# TEXT PROVIDED
__________
Despite evidence that the women travelling for prostitution in the early 1900s were aware that they would be working in the sex industry (Jeffreys 1997, 8), public concerns were based on the belief that there was a large trade in women who had been kidnapped or deceived. Chapkis (2003) argues that the public’s willingness to ‘panic’ about young women being ‘lured’ or ‘kidnapped’ was consistent with a history of imposing increased ‘state scrutiny and control’ on poor women involved in prostitution (Chapkis 2003, 923).
When social purity campaigners, for example, began to focus their efforts on this ‘new slavery’, their target was not only the crime of trafficking, but also a wide range of sexual behaviour. The campaigns encompassed concerns about the age of consent, the abolition of prostitution, pornography and the gendered double standard for sexual behaviour (Weeks 1981). Under the banner of activism against sex trafficking, social campaigners heavily criticised the existing sex industry, calling for its abolition. Jeffreys argues that ‘For feminists, campaigning against the White Slave Traffic was a way of gaining ground in their struggle against prostitution in general’ (Jeffreys 1997, 8). Their antitrafficking efforts included lobbying for the closure of brothels and the establishment of ‘rescue’ missions to take women out of prostitution. Campaigners also opposed the legalisation or state regulation of brothels (Outshoorn 2005, 142), and called for the abolition of all prostitution.
__________
Coordinate labeling data:
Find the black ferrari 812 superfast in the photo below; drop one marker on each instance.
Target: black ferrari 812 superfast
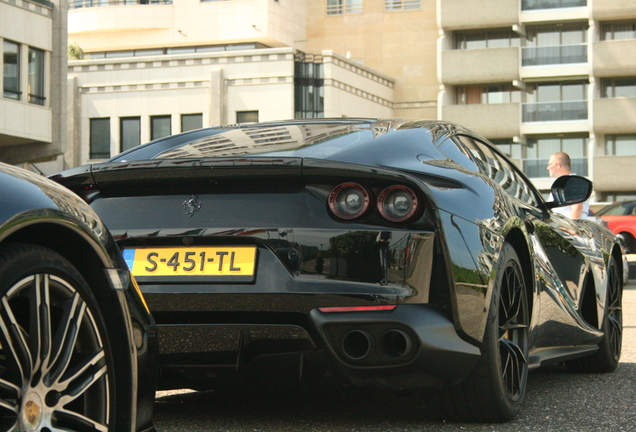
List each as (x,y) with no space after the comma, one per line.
(403,254)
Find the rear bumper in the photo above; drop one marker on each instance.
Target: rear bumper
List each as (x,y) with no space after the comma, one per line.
(411,347)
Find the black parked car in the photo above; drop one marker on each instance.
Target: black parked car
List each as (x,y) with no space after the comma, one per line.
(400,254)
(78,350)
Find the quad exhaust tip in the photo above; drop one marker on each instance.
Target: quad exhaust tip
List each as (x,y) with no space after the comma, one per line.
(360,344)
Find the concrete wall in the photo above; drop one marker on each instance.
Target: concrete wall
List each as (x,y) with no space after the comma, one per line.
(399,43)
(30,132)
(462,14)
(217,85)
(188,22)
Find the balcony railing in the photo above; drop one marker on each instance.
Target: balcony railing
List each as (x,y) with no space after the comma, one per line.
(554,111)
(551,4)
(77,4)
(563,54)
(539,167)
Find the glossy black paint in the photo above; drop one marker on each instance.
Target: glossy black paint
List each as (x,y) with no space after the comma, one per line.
(268,185)
(38,211)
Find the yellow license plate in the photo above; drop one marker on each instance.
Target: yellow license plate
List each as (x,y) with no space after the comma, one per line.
(236,261)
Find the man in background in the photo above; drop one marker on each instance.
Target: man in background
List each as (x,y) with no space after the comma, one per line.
(559,165)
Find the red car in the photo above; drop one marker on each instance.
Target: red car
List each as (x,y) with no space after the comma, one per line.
(620,218)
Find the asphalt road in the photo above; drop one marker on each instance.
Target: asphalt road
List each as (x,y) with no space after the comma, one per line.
(556,400)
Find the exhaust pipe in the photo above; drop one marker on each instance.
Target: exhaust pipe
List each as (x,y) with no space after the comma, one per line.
(396,343)
(358,345)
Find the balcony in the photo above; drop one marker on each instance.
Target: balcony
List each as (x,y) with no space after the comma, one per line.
(76,4)
(613,10)
(554,55)
(615,115)
(605,169)
(551,4)
(459,14)
(615,58)
(492,121)
(554,111)
(476,65)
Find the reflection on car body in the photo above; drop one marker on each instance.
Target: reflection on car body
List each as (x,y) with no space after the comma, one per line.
(475,275)
(78,350)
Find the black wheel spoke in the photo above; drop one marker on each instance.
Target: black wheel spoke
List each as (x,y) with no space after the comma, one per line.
(40,333)
(66,338)
(513,363)
(13,340)
(513,331)
(54,356)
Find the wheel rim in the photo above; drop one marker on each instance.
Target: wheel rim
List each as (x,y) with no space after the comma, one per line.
(615,312)
(53,372)
(513,332)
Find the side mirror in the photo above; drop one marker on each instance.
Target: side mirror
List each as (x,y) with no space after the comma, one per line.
(568,190)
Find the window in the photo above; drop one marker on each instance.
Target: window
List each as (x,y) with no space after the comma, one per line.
(508,147)
(488,94)
(556,102)
(551,4)
(618,30)
(160,126)
(402,4)
(308,88)
(99,138)
(618,87)
(130,132)
(620,145)
(338,7)
(191,122)
(556,44)
(496,38)
(36,76)
(539,151)
(247,116)
(11,70)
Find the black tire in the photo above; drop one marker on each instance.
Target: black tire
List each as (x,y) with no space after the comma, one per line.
(495,389)
(609,353)
(55,360)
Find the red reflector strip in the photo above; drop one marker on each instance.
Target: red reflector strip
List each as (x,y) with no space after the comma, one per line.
(358,308)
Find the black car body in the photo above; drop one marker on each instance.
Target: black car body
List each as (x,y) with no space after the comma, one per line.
(78,345)
(401,254)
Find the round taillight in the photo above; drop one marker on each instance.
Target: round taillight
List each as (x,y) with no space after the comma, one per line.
(349,200)
(397,203)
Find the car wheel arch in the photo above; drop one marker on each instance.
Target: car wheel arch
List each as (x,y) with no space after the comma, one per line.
(84,257)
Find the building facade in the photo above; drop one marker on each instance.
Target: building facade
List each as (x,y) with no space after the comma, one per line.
(541,76)
(160,68)
(33,74)
(533,76)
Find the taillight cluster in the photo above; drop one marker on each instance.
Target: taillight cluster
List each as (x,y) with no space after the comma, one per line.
(397,203)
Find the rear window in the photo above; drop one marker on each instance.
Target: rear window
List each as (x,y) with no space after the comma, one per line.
(317,141)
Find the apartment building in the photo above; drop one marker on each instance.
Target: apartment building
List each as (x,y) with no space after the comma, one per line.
(152,69)
(33,74)
(540,76)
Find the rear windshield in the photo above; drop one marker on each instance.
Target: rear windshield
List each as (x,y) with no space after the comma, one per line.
(317,141)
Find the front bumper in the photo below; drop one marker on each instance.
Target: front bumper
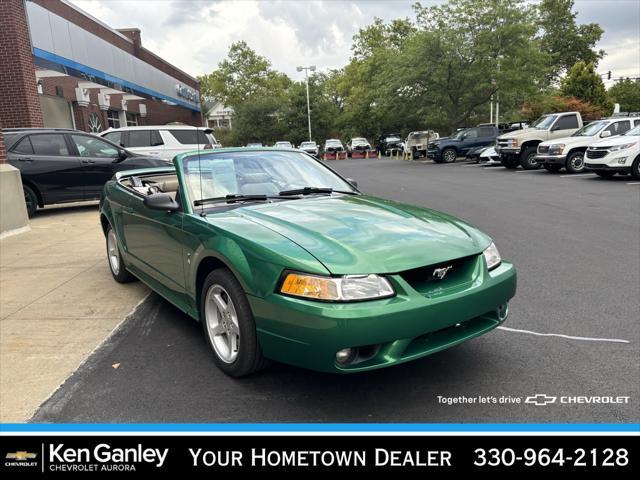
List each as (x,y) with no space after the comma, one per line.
(551,159)
(402,328)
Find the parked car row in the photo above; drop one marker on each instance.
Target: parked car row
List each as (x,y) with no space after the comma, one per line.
(63,165)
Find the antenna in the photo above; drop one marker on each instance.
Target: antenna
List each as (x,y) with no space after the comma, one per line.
(202,214)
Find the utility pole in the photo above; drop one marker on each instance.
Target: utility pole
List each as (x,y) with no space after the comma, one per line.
(306,77)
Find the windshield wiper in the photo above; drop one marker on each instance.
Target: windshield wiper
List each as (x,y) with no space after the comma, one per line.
(231,199)
(312,190)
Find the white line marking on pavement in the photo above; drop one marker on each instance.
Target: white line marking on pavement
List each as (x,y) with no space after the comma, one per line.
(576,175)
(570,337)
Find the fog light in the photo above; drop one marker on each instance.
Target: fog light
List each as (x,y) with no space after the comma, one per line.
(503,311)
(346,355)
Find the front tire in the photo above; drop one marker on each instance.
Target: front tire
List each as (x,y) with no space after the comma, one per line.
(575,162)
(528,159)
(229,326)
(114,259)
(449,155)
(635,168)
(30,200)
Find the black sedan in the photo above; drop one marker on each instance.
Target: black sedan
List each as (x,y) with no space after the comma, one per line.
(61,165)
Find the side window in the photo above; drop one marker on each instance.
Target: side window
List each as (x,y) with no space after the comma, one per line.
(567,122)
(618,128)
(156,139)
(471,133)
(89,146)
(139,138)
(115,137)
(24,147)
(52,145)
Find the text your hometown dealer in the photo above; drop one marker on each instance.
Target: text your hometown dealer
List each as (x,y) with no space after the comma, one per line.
(103,453)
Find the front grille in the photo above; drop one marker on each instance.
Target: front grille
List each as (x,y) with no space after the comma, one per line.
(593,153)
(460,271)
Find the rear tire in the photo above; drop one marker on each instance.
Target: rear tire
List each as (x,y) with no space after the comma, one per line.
(115,260)
(527,158)
(635,168)
(30,200)
(229,326)
(449,155)
(575,162)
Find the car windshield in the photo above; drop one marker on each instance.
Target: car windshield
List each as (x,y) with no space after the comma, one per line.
(590,130)
(544,122)
(218,175)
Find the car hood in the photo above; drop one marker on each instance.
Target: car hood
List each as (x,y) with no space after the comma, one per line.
__________
# REQUEST
For each statement below, say whether the passage above on early anti-sex-trafficking campaigns agrees with it. Answer yes or no, and quote the words from the passage that decide it.
1. Campaigners supported the state regulation of brothels.
2. The campaigns included concerns about the age of consent.
3. The passage points to evidence that women who traveled for prostitution in the early 1900s knew they would be working in the sex industry.

# TASK RESPONSE
1. No: "Campaigners also opposed the legalisation or state regulation of brothels"
2. Yes: "The campaigns encompassed concerns about the age of consent"
3. Yes: "evidence that the women travelling for prostitution in the early 1900s were aware that they would be working in the sex industry"